**WHAT IS REQUIRED:** Transcribe the records below. Leave every line exactly as written.

**MATERIAL SHOWN:**
■ ■ ■ ■ ■

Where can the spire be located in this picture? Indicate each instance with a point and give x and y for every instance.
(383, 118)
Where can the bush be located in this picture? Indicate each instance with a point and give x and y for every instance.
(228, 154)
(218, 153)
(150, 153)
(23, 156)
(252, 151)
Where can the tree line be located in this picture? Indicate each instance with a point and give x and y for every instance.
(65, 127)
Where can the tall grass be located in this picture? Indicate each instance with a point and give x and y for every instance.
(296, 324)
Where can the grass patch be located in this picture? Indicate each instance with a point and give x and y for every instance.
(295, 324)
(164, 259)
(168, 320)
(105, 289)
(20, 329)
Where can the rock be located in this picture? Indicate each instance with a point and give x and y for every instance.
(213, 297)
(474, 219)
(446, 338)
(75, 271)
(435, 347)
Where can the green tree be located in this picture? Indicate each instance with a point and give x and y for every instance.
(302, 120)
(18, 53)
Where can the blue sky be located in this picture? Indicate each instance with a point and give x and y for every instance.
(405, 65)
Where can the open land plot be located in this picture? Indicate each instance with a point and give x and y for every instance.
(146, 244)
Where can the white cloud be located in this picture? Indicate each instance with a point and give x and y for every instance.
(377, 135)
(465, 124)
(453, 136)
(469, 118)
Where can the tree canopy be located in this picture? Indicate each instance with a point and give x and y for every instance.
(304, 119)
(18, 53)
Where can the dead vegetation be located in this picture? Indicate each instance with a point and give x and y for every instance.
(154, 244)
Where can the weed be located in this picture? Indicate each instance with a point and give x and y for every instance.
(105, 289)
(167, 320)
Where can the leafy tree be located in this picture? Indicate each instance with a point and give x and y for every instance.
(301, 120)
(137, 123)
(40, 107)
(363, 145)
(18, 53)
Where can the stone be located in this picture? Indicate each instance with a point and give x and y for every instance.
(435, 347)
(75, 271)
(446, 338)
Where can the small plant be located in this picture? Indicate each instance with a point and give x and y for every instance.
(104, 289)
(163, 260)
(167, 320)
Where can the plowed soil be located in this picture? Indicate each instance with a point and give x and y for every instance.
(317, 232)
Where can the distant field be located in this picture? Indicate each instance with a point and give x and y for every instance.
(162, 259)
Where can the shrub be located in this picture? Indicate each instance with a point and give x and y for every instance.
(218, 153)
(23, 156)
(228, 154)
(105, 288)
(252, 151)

■ ■ ■ ■ ■

**OUTPUT FOR THIS TASK:**
Where can the spire be located in this picture? Indicate each instance with a point and give x and y for every instance.
(383, 118)
Where can the bush be located in this picture? Indicate each instance with a point and give x and y for every instance.
(228, 154)
(218, 153)
(150, 153)
(23, 156)
(252, 151)
Where can the tree line be located in this picture? Indicate each instance with a point and give x and y for every instance.
(65, 127)
Where can the tall grass be located in this picture? Indicate each instance with a point and give x and y for every instance.
(296, 324)
Where can the grass patch be located in this picture? Indicate each instance with a point and give x and y for every instance.
(295, 324)
(164, 259)
(168, 320)
(105, 289)
(20, 329)
Where can the rock be located in this picture? Indicate each instance with a point and give x and y for every instance.
(213, 297)
(474, 219)
(446, 338)
(75, 271)
(435, 347)
Where can the green tree be located in this picture? Indicate each instance with a point and give x and y for every instance.
(302, 120)
(18, 53)
Where can the blue sky be located in this picture? Indicate each instance with a point and give x and y for every instance.
(405, 65)
Where can the open land plot be located in this picture? Indicate each instance with a point and give x and y for every instance.
(146, 244)
Where can the white cloud be located in this picture? Indicate each instance with a point and give x and y for every instance.
(377, 135)
(465, 124)
(453, 136)
(469, 118)
Where can the tree canopy be located in this picture? Indicate each instance with a point and give x and y for every instance.
(304, 119)
(18, 53)
Where can the dead vegetation be located in this picture? Indicate each instance with a point and give x and y for every instance.
(154, 244)
Where can the weed be located in this picture? Indicate each instance with a point and give x and y for every instance.
(105, 289)
(167, 320)
Where can the leafy tree be located in this picture? Indicate each instance with a point and give x and y for every instance.
(301, 120)
(137, 123)
(40, 107)
(363, 145)
(18, 53)
Where can the stone be located in this picture? Indicate each instance with a point and give x and y for every instance.
(435, 347)
(75, 271)
(446, 338)
Where can the small plant be located in this picture? Indicate each instance with a point and give x and y for every instance.
(104, 289)
(163, 260)
(167, 320)
Where can the plowed soil be located in this picture? Indicate each instance with a point and give x and y for every instance.
(317, 232)
Where can the distant field be located in this picture? Indicate each instance with a point and give x and y for every instance.
(162, 259)
Where can the shrub be located in this picture? Indicate each instance with a point and give x and y for every instance.
(218, 153)
(23, 156)
(228, 154)
(105, 288)
(252, 151)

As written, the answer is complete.